/---
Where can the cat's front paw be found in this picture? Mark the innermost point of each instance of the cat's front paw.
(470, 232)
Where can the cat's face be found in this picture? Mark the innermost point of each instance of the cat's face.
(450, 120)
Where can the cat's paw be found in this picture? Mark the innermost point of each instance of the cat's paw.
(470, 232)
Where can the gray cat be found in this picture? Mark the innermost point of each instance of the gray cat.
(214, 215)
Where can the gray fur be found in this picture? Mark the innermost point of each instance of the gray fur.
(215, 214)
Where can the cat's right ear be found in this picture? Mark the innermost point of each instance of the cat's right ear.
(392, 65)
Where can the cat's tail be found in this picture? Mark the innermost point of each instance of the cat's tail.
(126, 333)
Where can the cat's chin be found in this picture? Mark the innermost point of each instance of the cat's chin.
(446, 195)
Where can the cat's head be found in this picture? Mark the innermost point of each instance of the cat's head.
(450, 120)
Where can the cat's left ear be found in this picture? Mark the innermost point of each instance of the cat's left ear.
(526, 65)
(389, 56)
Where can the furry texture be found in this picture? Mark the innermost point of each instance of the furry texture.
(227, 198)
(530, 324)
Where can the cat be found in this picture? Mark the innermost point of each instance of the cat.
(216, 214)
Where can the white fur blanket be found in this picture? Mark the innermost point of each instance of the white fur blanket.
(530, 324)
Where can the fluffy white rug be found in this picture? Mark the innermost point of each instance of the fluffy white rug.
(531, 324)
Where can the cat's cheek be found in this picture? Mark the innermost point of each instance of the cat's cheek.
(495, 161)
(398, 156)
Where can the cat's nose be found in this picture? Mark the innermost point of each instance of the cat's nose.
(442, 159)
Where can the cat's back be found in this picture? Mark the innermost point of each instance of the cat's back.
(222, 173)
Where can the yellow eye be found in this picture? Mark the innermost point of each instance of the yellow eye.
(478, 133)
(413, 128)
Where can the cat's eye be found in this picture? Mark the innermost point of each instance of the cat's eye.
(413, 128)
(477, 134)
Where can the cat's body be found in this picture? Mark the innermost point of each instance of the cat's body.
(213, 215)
\---
*Set exercise*.
Format the material above as a two-column CSV with the headers "request" and "points" and one row per request. Put each request's text and its answer in separate quoted fields, and replace any line breaks with spaces.

*Full answer*.
request,points
"Where can the cat's front paw be found in this picture? Mark the innermost point of each instance of the cat's front paw.","(470, 232)"
"Where can the cat's face be found in this picture? Mark the innermost point of each instance of the cat's face.","(450, 120)"
"Where can the cat's paw be found in this picture? Mark the innermost point of each instance of the cat's paw.","(470, 232)"
"Where can the gray cat be found in this picture? Mark the innermost point of each instance of the gray cat.","(214, 215)"
"Where can the gray fur be found in this picture? Mark the innermost point of each instance of the gray fur.","(215, 214)"
"Where can the cat's right ear be found in this picture? Mark the innermost point of each instance of the cat's right ear.","(392, 65)"
"Where can the cat's tail be found in this picture? Mark the innermost point of each instance of the cat's tail.","(126, 333)"
"Where can the cat's chin be found in this picture? Mark the innermost point of each instance of the cat's chin.","(446, 195)"
"Where can the cat's head be found in this picture? Mark the innermost point of each instance of the cat's head.","(450, 120)"
"Where can the cat's left ear be found in this picture? Mark the innermost point of each instance of the cat's left ear.","(526, 65) (389, 56)"
"Where can the furry texture be found in this picture? Mark the innermost point of each instance of the furry texture.","(227, 198) (530, 324)"
"Where can the cat be found in this picture? Mark the innermost point of each instance of the cat.","(216, 214)"
"Where can the white fur blanket be found in this picture? Mark the innermost point of each instance of the white fur blanket.","(530, 324)"
"Where can the fluffy white rug be found in this picture? Mark the innermost point of each instance of the fluffy white rug.","(531, 324)"
"Where can the cat's cheek be found in this picture? Mark the innermost point of each instance of the cat's cheek.","(495, 161) (398, 156)"
"Where can the cat's nose be found in this picture? Mark the innermost point of each instance of the cat's nose.","(442, 159)"
"Where can the cat's back be found in this picture? Mark the innermost point of each instance of the cat's back.","(222, 173)"
"Where can the yellow eye be found in this picture? Mark the innermost point of each instance of the yellow eye.","(478, 133) (413, 128)"
"Where can the cat's eye be found in this picture? Mark the innermost point of each instance of the cat's eye.","(413, 128) (477, 134)"
"Where can the cat's body be found in this picture? Mark the innermost point of each instance of the cat's body.","(213, 215)"